§ **Input data**
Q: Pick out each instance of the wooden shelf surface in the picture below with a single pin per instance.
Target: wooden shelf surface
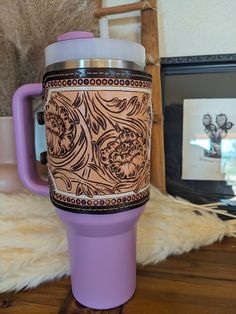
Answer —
(201, 282)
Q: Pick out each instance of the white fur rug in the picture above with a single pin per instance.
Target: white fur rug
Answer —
(33, 245)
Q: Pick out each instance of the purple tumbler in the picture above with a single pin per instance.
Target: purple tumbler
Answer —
(97, 113)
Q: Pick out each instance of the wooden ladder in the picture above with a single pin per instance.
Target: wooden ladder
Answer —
(149, 39)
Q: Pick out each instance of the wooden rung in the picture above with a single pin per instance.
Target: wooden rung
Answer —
(137, 6)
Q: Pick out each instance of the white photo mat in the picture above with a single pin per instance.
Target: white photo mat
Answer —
(209, 137)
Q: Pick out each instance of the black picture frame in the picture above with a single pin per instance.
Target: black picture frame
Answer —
(206, 76)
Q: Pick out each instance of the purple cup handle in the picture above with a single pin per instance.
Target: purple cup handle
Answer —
(24, 137)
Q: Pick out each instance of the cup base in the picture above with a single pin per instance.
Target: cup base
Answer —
(102, 251)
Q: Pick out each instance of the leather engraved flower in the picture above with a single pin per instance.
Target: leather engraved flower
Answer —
(125, 156)
(59, 130)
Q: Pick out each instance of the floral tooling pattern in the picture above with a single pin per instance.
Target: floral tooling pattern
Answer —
(98, 142)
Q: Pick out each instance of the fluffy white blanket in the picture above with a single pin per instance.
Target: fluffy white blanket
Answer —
(33, 245)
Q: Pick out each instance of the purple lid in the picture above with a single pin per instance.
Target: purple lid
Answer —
(74, 35)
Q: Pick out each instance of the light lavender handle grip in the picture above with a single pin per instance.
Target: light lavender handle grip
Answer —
(24, 137)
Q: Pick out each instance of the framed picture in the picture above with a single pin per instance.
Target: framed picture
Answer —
(199, 106)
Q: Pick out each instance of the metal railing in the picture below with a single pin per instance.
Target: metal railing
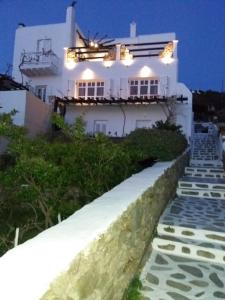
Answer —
(36, 58)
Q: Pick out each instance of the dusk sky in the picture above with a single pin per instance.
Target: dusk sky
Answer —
(198, 24)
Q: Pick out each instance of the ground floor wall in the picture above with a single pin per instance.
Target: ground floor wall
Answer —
(37, 115)
(10, 100)
(120, 120)
(93, 254)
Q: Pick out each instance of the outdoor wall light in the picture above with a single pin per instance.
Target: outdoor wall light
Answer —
(166, 56)
(70, 59)
(87, 74)
(108, 63)
(126, 56)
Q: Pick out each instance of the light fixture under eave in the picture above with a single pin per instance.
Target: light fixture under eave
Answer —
(126, 56)
(145, 72)
(87, 74)
(70, 59)
(70, 64)
(108, 63)
(166, 56)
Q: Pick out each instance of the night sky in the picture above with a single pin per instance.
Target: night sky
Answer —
(199, 25)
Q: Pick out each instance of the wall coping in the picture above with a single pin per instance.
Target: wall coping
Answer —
(27, 271)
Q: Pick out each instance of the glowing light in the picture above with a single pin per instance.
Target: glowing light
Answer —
(70, 64)
(70, 59)
(87, 74)
(167, 53)
(108, 63)
(145, 71)
(167, 60)
(126, 57)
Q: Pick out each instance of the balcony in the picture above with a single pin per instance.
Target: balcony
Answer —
(39, 64)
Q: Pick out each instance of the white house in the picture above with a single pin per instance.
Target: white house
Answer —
(116, 85)
(31, 112)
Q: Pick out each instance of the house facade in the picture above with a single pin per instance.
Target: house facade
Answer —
(116, 85)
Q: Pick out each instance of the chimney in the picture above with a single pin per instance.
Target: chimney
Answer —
(20, 25)
(133, 29)
(70, 26)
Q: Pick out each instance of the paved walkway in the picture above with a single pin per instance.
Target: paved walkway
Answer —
(188, 255)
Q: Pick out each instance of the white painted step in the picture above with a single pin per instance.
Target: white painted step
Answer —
(195, 219)
(201, 183)
(205, 163)
(205, 172)
(203, 194)
(172, 277)
(189, 250)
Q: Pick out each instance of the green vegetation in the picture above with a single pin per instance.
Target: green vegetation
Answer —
(46, 176)
(161, 144)
(133, 290)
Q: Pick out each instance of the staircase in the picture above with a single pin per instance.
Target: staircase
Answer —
(188, 255)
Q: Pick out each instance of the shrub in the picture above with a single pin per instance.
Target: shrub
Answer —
(167, 126)
(133, 290)
(163, 145)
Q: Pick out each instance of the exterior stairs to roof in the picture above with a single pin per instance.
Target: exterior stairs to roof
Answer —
(188, 255)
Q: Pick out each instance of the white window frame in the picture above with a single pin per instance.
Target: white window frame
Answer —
(144, 121)
(149, 83)
(95, 85)
(41, 92)
(102, 126)
(46, 47)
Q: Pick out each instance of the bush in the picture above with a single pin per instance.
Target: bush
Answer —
(41, 178)
(133, 290)
(167, 126)
(163, 145)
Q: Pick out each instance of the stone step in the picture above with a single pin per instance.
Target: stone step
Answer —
(205, 175)
(210, 245)
(167, 277)
(189, 250)
(205, 170)
(206, 194)
(202, 184)
(195, 219)
(205, 163)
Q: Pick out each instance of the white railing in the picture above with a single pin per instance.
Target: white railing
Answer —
(36, 58)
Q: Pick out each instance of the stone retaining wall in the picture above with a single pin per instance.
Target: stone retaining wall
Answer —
(94, 253)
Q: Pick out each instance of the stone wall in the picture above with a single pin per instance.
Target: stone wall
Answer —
(104, 269)
(94, 253)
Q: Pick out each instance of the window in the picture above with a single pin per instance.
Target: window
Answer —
(44, 45)
(143, 88)
(100, 126)
(143, 124)
(91, 89)
(40, 92)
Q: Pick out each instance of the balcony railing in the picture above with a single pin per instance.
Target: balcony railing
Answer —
(39, 63)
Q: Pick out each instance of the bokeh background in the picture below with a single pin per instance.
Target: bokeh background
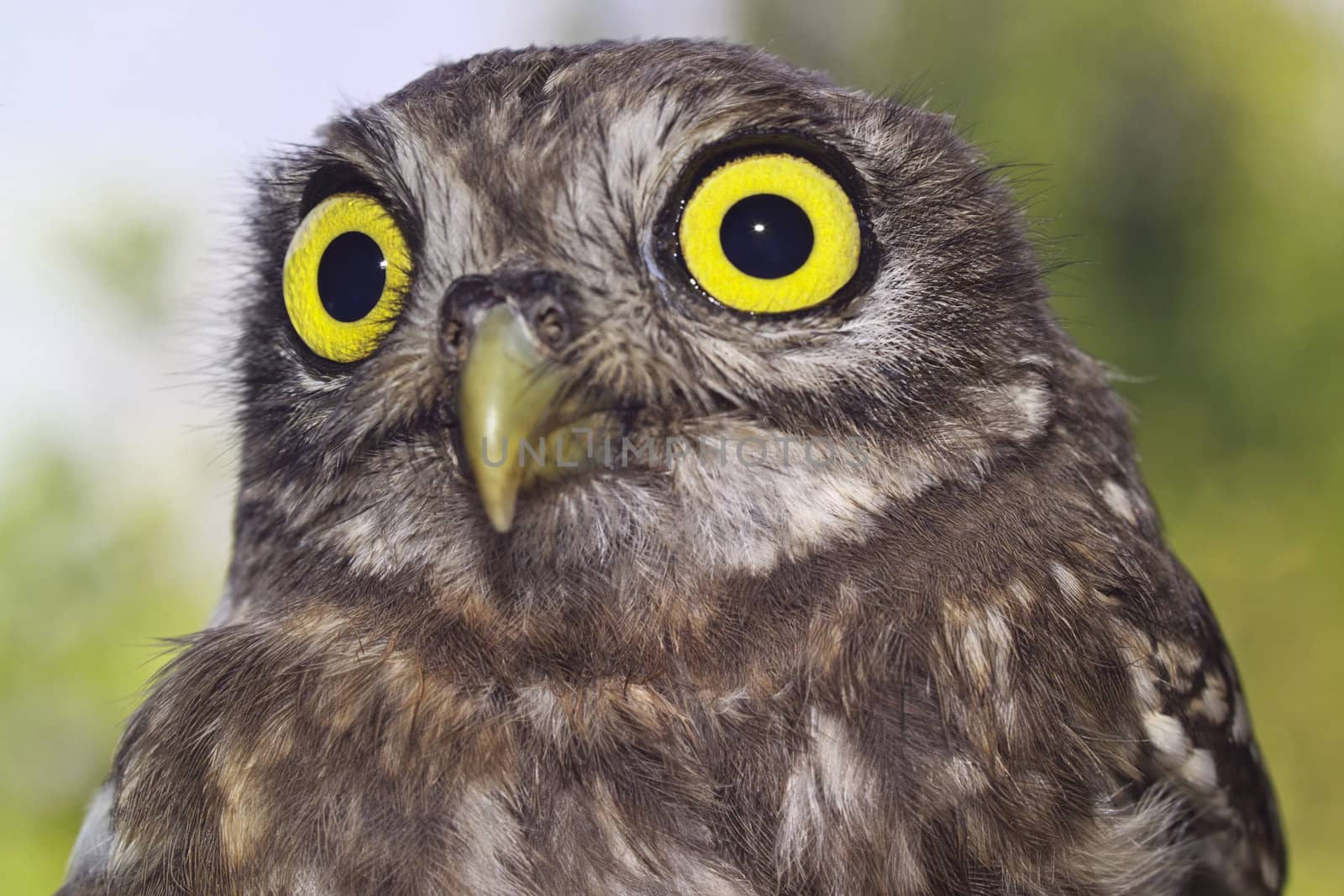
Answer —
(1187, 159)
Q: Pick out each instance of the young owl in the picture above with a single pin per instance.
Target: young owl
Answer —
(662, 474)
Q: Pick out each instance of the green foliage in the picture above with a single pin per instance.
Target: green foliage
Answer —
(1193, 165)
(87, 578)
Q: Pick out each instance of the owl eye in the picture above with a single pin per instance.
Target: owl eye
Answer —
(346, 273)
(769, 233)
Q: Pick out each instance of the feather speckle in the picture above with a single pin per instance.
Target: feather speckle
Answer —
(879, 605)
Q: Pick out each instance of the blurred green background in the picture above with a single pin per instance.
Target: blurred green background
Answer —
(1187, 156)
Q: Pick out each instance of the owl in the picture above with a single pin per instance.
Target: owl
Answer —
(662, 473)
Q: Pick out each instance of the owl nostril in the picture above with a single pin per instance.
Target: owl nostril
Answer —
(549, 324)
(541, 298)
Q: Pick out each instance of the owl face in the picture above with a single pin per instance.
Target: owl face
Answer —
(622, 309)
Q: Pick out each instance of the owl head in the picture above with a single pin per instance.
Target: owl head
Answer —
(586, 318)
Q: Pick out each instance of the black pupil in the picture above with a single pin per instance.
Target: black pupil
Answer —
(766, 235)
(351, 277)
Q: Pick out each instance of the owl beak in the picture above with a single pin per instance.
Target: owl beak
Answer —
(515, 409)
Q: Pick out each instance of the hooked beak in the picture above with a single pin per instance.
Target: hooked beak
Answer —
(522, 416)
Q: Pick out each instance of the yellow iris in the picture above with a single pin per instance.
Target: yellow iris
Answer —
(746, 215)
(346, 273)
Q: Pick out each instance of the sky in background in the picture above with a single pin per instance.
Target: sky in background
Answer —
(116, 116)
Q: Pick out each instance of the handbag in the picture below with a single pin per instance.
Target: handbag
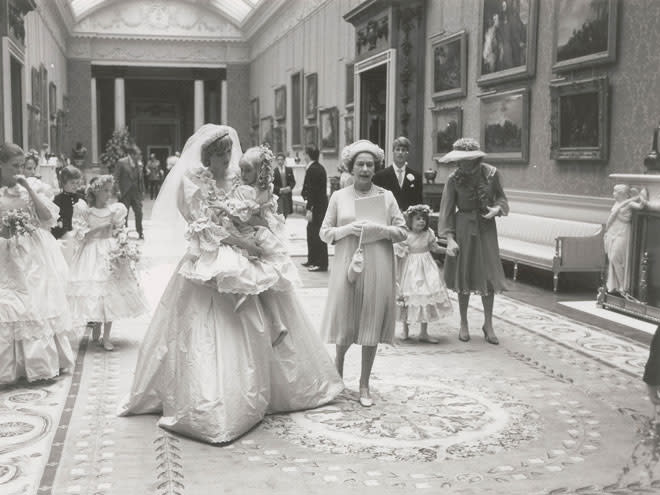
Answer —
(357, 261)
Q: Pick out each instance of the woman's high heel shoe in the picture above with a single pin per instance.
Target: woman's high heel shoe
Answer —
(491, 340)
(464, 338)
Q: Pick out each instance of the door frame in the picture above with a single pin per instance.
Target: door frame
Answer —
(388, 58)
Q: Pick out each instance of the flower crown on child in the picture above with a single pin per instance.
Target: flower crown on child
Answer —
(265, 177)
(423, 210)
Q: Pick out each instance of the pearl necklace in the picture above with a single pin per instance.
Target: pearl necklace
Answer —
(362, 194)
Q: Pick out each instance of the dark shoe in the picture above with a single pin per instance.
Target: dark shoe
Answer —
(464, 338)
(491, 340)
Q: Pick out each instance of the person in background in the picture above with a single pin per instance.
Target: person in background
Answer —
(78, 155)
(361, 309)
(283, 183)
(71, 178)
(153, 176)
(315, 193)
(471, 200)
(128, 180)
(404, 182)
(171, 162)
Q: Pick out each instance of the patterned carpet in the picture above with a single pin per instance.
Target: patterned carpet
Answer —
(557, 408)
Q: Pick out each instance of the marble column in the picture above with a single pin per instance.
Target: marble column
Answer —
(120, 103)
(199, 104)
(94, 118)
(223, 102)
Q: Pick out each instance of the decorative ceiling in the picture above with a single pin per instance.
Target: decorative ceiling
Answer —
(236, 11)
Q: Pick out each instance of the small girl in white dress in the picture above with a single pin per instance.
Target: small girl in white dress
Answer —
(34, 314)
(422, 294)
(103, 285)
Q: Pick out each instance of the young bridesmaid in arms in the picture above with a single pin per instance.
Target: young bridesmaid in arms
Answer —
(103, 285)
(423, 296)
(34, 316)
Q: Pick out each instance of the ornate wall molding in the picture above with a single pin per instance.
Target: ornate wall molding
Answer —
(152, 51)
(164, 19)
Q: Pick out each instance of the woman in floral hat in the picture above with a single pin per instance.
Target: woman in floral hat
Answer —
(471, 200)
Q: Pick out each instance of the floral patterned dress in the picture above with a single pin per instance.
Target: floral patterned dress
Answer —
(477, 267)
(34, 314)
(99, 290)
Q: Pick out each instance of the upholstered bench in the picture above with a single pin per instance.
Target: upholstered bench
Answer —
(551, 243)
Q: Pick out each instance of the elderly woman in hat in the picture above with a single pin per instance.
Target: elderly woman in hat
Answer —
(472, 198)
(361, 294)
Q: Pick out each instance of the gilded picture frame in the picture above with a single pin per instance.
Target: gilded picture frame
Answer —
(507, 40)
(504, 123)
(449, 63)
(584, 33)
(580, 120)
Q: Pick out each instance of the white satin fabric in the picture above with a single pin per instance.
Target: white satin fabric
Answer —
(34, 314)
(210, 370)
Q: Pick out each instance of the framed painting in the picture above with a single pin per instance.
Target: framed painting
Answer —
(329, 130)
(349, 133)
(311, 135)
(266, 134)
(449, 75)
(279, 139)
(254, 112)
(504, 122)
(297, 103)
(584, 33)
(280, 103)
(579, 119)
(447, 128)
(311, 95)
(507, 40)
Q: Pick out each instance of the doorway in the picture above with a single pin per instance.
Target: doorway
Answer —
(373, 105)
(374, 86)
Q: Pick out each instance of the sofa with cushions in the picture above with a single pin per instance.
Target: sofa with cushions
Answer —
(551, 243)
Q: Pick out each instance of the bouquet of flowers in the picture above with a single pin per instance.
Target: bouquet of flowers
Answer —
(17, 222)
(124, 252)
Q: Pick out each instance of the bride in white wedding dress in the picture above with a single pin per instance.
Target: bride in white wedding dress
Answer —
(208, 369)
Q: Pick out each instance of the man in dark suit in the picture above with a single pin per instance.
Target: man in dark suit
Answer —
(315, 194)
(283, 184)
(404, 182)
(129, 181)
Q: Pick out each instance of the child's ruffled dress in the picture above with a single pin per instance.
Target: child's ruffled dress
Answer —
(34, 314)
(229, 268)
(422, 294)
(98, 289)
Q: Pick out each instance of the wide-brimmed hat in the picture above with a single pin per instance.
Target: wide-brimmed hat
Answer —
(464, 149)
(363, 145)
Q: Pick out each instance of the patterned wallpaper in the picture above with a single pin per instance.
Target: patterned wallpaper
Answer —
(79, 76)
(238, 100)
(634, 97)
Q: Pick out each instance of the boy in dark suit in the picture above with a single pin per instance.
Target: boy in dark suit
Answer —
(404, 182)
(283, 183)
(129, 181)
(315, 194)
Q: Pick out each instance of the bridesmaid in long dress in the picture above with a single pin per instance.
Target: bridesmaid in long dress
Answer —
(34, 314)
(208, 368)
(361, 311)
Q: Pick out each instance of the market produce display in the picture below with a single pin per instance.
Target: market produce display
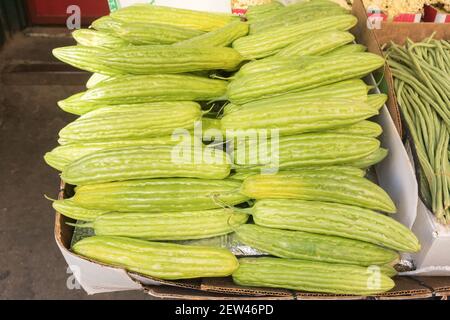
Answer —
(422, 84)
(141, 174)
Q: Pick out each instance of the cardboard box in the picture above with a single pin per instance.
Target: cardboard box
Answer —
(434, 258)
(223, 6)
(395, 174)
(435, 15)
(404, 17)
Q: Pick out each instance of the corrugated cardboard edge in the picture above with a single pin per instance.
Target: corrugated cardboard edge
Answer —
(225, 289)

§ **Challenge**
Recast the part of the records above that opens with the line containing "Q: Pick out each instance of the market" and runs through the end of the records as a JSON list of strings, with one string per line and blank lines left out. Omit the pictures from your answer.

§ **Output for this exercise**
[
  "Q: Pick out each instance of the market produce display in the picture below with a single pin per instance.",
  "Target: market produce display",
  "Answer —",
  "(422, 84)",
  "(141, 174)",
  "Q: Pick out each instance of the cardboard box in the picture above with a single pin per instance.",
  "Target: cardboard box",
  "Answer —",
  "(434, 258)",
  "(223, 6)",
  "(395, 174)",
  "(435, 15)",
  "(404, 17)",
  "Q: Pick out each instance of the corrugated cardboard edge in the picture above with a single pin per instance.",
  "Target: corrugated cardboard edge",
  "Answer —",
  "(225, 289)"
]